---------- Passage to read

Posted in Articles, Media Archive, Politics/Public Policy, United Kingdom on 2016-06-08 23:32Z by Steven

Report from The York Union: Stephen Woolfe MEP: The Futures of Britain and UKIP

The Yorker
2016-06-07

Jack Harvey, Editor/Editorial Director


Photo credit: James Hostford

For some voters, a mixed-race candidate for UKIP doesn’t quite add up. “UKIP? But they’re against immigrants, aren’t they?” one might say. This is not true, says Stephen Woolfe, the MEP for North West England and the party spokesman for Economic Affairs and Migration. UKIP is not against immigration nor the immigrants themselves.

--------------------
---------- Collected material

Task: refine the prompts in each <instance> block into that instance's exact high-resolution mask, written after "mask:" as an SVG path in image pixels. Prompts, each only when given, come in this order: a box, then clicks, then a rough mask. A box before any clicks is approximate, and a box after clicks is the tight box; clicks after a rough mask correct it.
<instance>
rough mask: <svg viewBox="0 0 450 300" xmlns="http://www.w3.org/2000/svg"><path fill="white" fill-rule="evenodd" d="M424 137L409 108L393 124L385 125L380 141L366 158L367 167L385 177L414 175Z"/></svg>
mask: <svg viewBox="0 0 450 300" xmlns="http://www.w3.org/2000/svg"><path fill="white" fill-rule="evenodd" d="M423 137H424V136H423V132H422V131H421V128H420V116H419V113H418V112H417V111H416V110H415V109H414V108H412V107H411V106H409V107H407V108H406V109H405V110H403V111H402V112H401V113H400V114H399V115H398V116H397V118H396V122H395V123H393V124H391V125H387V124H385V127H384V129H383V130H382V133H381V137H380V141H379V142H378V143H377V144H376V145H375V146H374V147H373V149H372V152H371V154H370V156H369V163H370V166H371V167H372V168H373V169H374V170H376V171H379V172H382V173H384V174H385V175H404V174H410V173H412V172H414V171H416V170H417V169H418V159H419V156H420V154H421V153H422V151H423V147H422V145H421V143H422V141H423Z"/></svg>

--------------------

> Work to complete
(A) Retype the report on Stephen Woolfe, starting with "Jack Harvey, Editor/Editorial" and going on through "the immigrants themselves.".
(B) Say whether each statement agrees with the report on Stephen Woolfe, giving yes or no and quoting the deciding words: (i) Stephen Woolfe is the MEP for North West England. (ii) The photo is credited to Jack Harvey. (iii) Stephen Woolfe is the UKIP spokesman for Economic Affairs and Migration.
(C) Carry on the report on Stephen Woolfe from its last sentence.
The data has nothing to do with what is asked here.

> Results for the exercise
(A)
Jack Harvey, Editor/Editorial Director


Photo credit: James Hostford

For some voters, a mixed-race candidate for UKIP doesn’t quite add up. “UKIP? But they’re against immigrants, aren’t they?” one might say. This is not true, says Stephen Woolfe, the MEP for North West England and the party spokesman for Economic Affairs and Migration. UKIP is not against immigration nor the immigrants themselves.

(B)
(i) Yes: "Stephen Woolfe, the MEP for North West England"
(ii) No: "Photo credit: James Hostford"
(iii) Yes: "the party spokesman for Economic Affairs and Migration"

(C)
Born in Manchester in 1967, Stephen Woolfe comes from a working-class family. When his parents’ relationship ended, he and his siblings were taken to live with his grandmother until his family could acquire a council house. The family slept in a single room and as a child Woolfe was washed in the kitchen sink. His mother worked in a biscuit factory, cleaned the local bookmaker’s and manned a shoe shop all at once to make ends meet. By his own admission, Woolfe didn’t have much, but his family ensured that he came away from his childhood in the possession of two distinct things: a determination to work hard and an education. “I was always being given books. We read; my mum would read to me at night.” Woolfe secured a scholarship at an independent school, St. Bede’s College and went on to study Law at Aberystwyth University. From his youth, Woolfe learned the value of hard work and the possibility to better oneself…

Read the entire article here.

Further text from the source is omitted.